Output the full listing below exactly, without the pictures.

Collection entries
┏━━

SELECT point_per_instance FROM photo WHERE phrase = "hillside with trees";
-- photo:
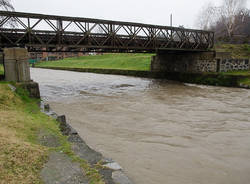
(230, 21)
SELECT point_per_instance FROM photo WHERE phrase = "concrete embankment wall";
(196, 78)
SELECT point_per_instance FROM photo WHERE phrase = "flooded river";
(160, 132)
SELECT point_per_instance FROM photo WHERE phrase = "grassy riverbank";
(237, 50)
(1, 69)
(105, 61)
(22, 128)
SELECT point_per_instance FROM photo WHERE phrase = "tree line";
(230, 21)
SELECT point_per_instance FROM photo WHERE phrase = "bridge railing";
(60, 33)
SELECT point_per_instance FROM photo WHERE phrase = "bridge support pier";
(189, 62)
(16, 65)
(17, 69)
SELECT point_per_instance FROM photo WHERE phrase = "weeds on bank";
(21, 155)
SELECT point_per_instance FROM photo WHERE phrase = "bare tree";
(207, 16)
(6, 5)
(228, 13)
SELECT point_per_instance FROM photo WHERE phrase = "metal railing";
(40, 32)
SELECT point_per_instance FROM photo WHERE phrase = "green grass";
(21, 154)
(239, 73)
(237, 50)
(105, 61)
(1, 69)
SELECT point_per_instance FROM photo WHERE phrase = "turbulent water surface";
(159, 131)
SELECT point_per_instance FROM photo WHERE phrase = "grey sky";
(143, 11)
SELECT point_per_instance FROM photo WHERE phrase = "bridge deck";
(59, 33)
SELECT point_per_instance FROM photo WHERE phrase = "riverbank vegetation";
(1, 69)
(105, 61)
(237, 50)
(22, 155)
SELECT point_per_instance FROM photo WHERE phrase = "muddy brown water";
(160, 132)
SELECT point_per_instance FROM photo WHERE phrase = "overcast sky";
(141, 11)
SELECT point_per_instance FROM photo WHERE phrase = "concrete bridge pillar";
(190, 62)
(16, 65)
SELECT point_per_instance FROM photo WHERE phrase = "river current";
(160, 132)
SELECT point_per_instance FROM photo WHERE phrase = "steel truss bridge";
(39, 32)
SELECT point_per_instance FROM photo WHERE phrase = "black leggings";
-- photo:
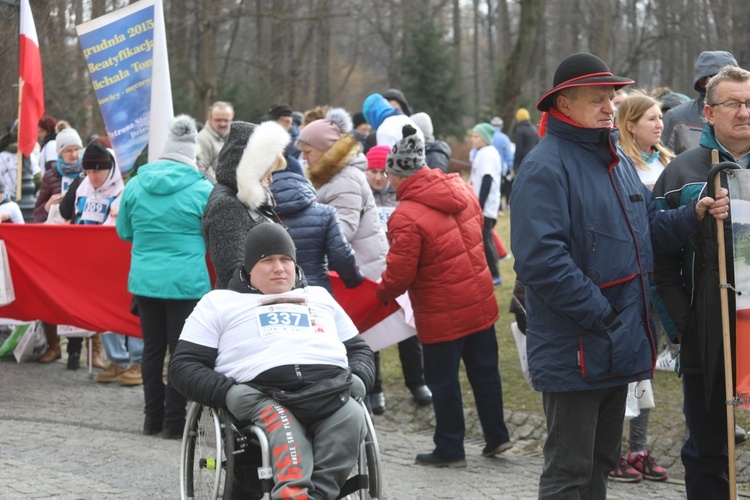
(161, 323)
(489, 246)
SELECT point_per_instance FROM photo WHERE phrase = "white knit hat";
(180, 145)
(66, 138)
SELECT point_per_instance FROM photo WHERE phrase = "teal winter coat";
(160, 213)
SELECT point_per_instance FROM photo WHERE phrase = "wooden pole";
(727, 341)
(19, 171)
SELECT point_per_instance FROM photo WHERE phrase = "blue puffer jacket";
(315, 230)
(582, 229)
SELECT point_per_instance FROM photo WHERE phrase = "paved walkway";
(64, 436)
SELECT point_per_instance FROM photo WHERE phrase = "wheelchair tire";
(207, 466)
(372, 455)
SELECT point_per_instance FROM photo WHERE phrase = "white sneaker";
(665, 361)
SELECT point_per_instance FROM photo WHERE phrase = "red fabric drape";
(76, 275)
(70, 275)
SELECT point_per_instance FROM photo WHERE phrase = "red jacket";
(437, 254)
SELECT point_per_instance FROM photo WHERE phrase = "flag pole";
(19, 154)
(726, 338)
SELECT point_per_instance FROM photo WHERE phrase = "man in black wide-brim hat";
(581, 229)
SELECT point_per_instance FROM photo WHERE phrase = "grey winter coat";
(344, 186)
(227, 219)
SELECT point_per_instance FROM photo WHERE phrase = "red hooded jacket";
(437, 254)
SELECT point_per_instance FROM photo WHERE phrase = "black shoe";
(377, 403)
(151, 429)
(430, 460)
(422, 395)
(172, 434)
(491, 451)
(74, 360)
(740, 436)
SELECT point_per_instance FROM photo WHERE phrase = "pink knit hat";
(320, 134)
(376, 157)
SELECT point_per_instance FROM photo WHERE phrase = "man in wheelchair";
(286, 357)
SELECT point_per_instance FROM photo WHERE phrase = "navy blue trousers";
(705, 452)
(441, 363)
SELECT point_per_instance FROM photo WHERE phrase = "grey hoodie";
(683, 124)
(238, 201)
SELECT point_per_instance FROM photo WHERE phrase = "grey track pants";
(307, 463)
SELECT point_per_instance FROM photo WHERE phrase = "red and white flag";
(30, 71)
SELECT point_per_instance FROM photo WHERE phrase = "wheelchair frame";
(211, 441)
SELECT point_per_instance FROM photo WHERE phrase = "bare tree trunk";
(532, 12)
(457, 37)
(475, 59)
(600, 28)
(491, 15)
(323, 67)
(207, 62)
(276, 63)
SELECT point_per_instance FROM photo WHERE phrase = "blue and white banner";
(126, 55)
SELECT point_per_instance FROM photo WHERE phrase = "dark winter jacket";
(227, 219)
(682, 277)
(526, 138)
(683, 124)
(584, 229)
(315, 230)
(191, 367)
(438, 155)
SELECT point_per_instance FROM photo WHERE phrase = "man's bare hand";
(718, 207)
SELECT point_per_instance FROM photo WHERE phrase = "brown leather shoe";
(132, 376)
(52, 353)
(111, 374)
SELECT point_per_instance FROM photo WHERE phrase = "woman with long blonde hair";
(639, 119)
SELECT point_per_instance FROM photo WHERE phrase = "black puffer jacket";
(191, 369)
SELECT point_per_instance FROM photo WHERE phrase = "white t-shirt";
(253, 335)
(487, 162)
(11, 208)
(649, 177)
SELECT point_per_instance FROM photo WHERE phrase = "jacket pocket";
(608, 252)
(619, 351)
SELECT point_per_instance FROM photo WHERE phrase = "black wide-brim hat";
(581, 70)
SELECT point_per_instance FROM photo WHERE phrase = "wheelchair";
(215, 447)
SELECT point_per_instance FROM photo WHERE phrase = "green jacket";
(160, 213)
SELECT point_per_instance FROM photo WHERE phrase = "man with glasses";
(584, 231)
(682, 276)
(211, 138)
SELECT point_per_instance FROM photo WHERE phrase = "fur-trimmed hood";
(334, 160)
(248, 153)
(263, 149)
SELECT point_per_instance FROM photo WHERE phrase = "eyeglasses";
(732, 105)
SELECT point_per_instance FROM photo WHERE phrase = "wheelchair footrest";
(353, 484)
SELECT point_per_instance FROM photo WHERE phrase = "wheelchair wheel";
(365, 482)
(207, 465)
(372, 456)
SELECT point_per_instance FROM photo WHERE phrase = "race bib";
(384, 213)
(94, 210)
(284, 319)
(65, 184)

┗━━

» Reply to the task
SELECT point_per_instance FROM photo WHERE phrase = "hillside with trees";
-- photo:
(230, 21)
SELECT point_per_instance FROM photo WHERE phrase = "concrete embankment wall";
(196, 78)
SELECT point_per_instance FROM photo WHERE phrase = "flooded river";
(160, 132)
SELECT point_per_instance FROM photo WHERE phrase = "grassy riverbank";
(237, 50)
(1, 69)
(105, 61)
(22, 128)
SELECT point_per_instance FROM photo WHERE phrase = "tree line";
(230, 21)
SELECT point_per_instance FROM photo WHERE phrase = "bridge railing";
(60, 33)
SELECT point_per_instance FROM photo WHERE phrase = "bridge support pier";
(189, 62)
(16, 65)
(17, 69)
SELECT point_per_instance FROM photo WHERE phrase = "weeds on bank";
(21, 155)
SELECT point_per_instance FROM photo WHERE phrase = "bare tree";
(207, 16)
(6, 5)
(228, 13)
SELECT point_per_instance FROM photo WHERE phrase = "metal railing";
(40, 32)
SELECT point_per_instance FROM photo WHERE phrase = "green grass";
(21, 154)
(239, 73)
(237, 50)
(105, 61)
(1, 69)
SELECT point_per_instance FROM photo WHERE phrase = "turbulent water surface";
(159, 131)
SELECT point_per_instance FROM photo WHERE phrase = "grey sky";
(143, 11)
SELECT point_per_instance FROM photo WHERE phrase = "bridge deck";
(59, 33)
SELECT point_per_instance FROM photo WHERE phrase = "riverbank vegetation";
(1, 69)
(105, 61)
(237, 50)
(22, 155)
SELECT point_per_instance FROM photo WHERE phrase = "muddy brown water";
(160, 132)
SELECT point_per_instance FROM photo WHERE phrase = "overcast sky";
(141, 11)
SELECT point_per_instance FROM photo WHERE phrase = "concrete bridge pillar";
(190, 62)
(16, 65)
SELECT point_per_instance FROM photo WHERE phrase = "river current";
(160, 132)
SELECT point_per_instance FROM photo WHERE phrase = "steel truss bridge";
(39, 32)
SELECT point_per_instance FROM photo WHERE phrase = "black leggings";
-- photo:
(161, 323)
(489, 246)
SELECT point_per_instance FROM photo WHERE phrase = "white knit hat";
(180, 145)
(66, 138)
SELECT point_per_instance FROM photo WHERE phrase = "teal winter coat";
(160, 213)
SELECT point_per_instance FROM photo WHERE phrase = "wooden pole";
(727, 341)
(19, 171)
SELECT point_per_instance FROM photo WHERE phrase = "blue puffer jacket";
(315, 230)
(582, 229)
SELECT point_per_instance FROM photo WHERE phrase = "paved walkway";
(64, 436)
SELECT point_per_instance FROM photo WHERE phrase = "wheelchair tire";
(207, 466)
(372, 455)
SELECT point_per_instance FROM photo WHERE phrase = "white sneaker";
(665, 361)
SELECT point_per_instance FROM photo WHERE phrase = "red fabric drape";
(76, 275)
(70, 275)
SELECT point_per_instance FROM photo WHERE phrase = "red jacket";
(437, 254)
SELECT point_per_instance FROM photo WHERE phrase = "flag pole";
(19, 154)
(726, 338)
SELECT point_per_instance FROM photo WHERE phrase = "man in black wide-brim hat";
(581, 229)
SELECT point_per_instance FROM photo WHERE phrase = "grey winter coat";
(344, 186)
(227, 219)
SELECT point_per_instance FROM photo WHERE phrase = "red hooded jacket";
(437, 254)
SELECT point_per_instance FROM photo WHERE phrase = "black shoe";
(377, 403)
(151, 429)
(430, 460)
(422, 395)
(172, 434)
(491, 451)
(74, 360)
(740, 436)
SELECT point_per_instance FROM photo WHERE phrase = "pink knit hat";
(320, 134)
(376, 157)
SELECT point_per_instance FROM photo WHERE phrase = "man in wheelchair";
(286, 357)
SELECT point_per_instance FROM photo WHERE phrase = "navy blue trousers";
(705, 452)
(441, 363)
SELECT point_per_instance FROM photo WHERE phrase = "grey hoodie";
(683, 124)
(238, 201)
SELECT point_per_instance FROM photo WHERE phrase = "grey track pants";
(307, 463)
SELECT point_per_instance FROM photo WHERE phrase = "red and white flag";
(30, 71)
SELECT point_per_instance FROM photo WHERE phrase = "wheelchair frame";
(211, 441)
SELECT point_per_instance FROM photo WHERE phrase = "bare tree trunk";
(532, 12)
(457, 37)
(475, 59)
(600, 28)
(491, 15)
(323, 67)
(207, 62)
(276, 63)
SELECT point_per_instance FROM photo WHERE phrase = "blue and white banner";
(126, 55)
SELECT point_per_instance FROM photo WHERE phrase = "dark winter jacket";
(227, 219)
(682, 277)
(526, 138)
(683, 124)
(584, 229)
(315, 230)
(191, 367)
(438, 155)
SELECT point_per_instance FROM photo WHERE phrase = "man's bare hand";
(718, 207)
SELECT point_per_instance FROM photo WHERE phrase = "brown leather shoe";
(132, 376)
(52, 353)
(111, 374)
SELECT point_per_instance FROM photo WHERE phrase = "woman with long blonde hair";
(639, 119)
SELECT point_per_instance FROM photo WHERE phrase = "black puffer jacket";
(191, 369)
SELECT point_per_instance FROM photo WHERE phrase = "white t-shirt";
(253, 335)
(487, 162)
(11, 208)
(649, 177)
SELECT point_per_instance FROM photo WHERE phrase = "jacket pocket";
(608, 252)
(619, 351)
SELECT point_per_instance FROM photo WHERE phrase = "black wide-brim hat";
(581, 70)
SELECT point_per_instance FROM photo WHERE phrase = "wheelchair";
(215, 447)
SELECT point_per_instance FROM photo WHERE phrase = "green jacket";
(160, 213)
SELECT point_per_instance FROM photo WHERE phrase = "man with glasses";
(584, 231)
(682, 276)
(211, 138)
SELECT point_per_instance FROM photo WHERE phrase = "fur-trimmed hood";
(334, 160)
(248, 153)
(263, 149)
SELECT point_per_instance FROM photo WHERE phrase = "eyeglasses";
(732, 105)
SELECT point_per_instance FROM photo WHERE phrase = "wheelchair footrest";
(353, 484)
SELECT point_per_instance FROM photo WHERE phrase = "wheelchair wheel";
(365, 482)
(207, 465)
(372, 456)
SELECT point_per_instance FROM photo WHERE phrase = "race bib";
(384, 213)
(94, 210)
(284, 319)
(65, 184)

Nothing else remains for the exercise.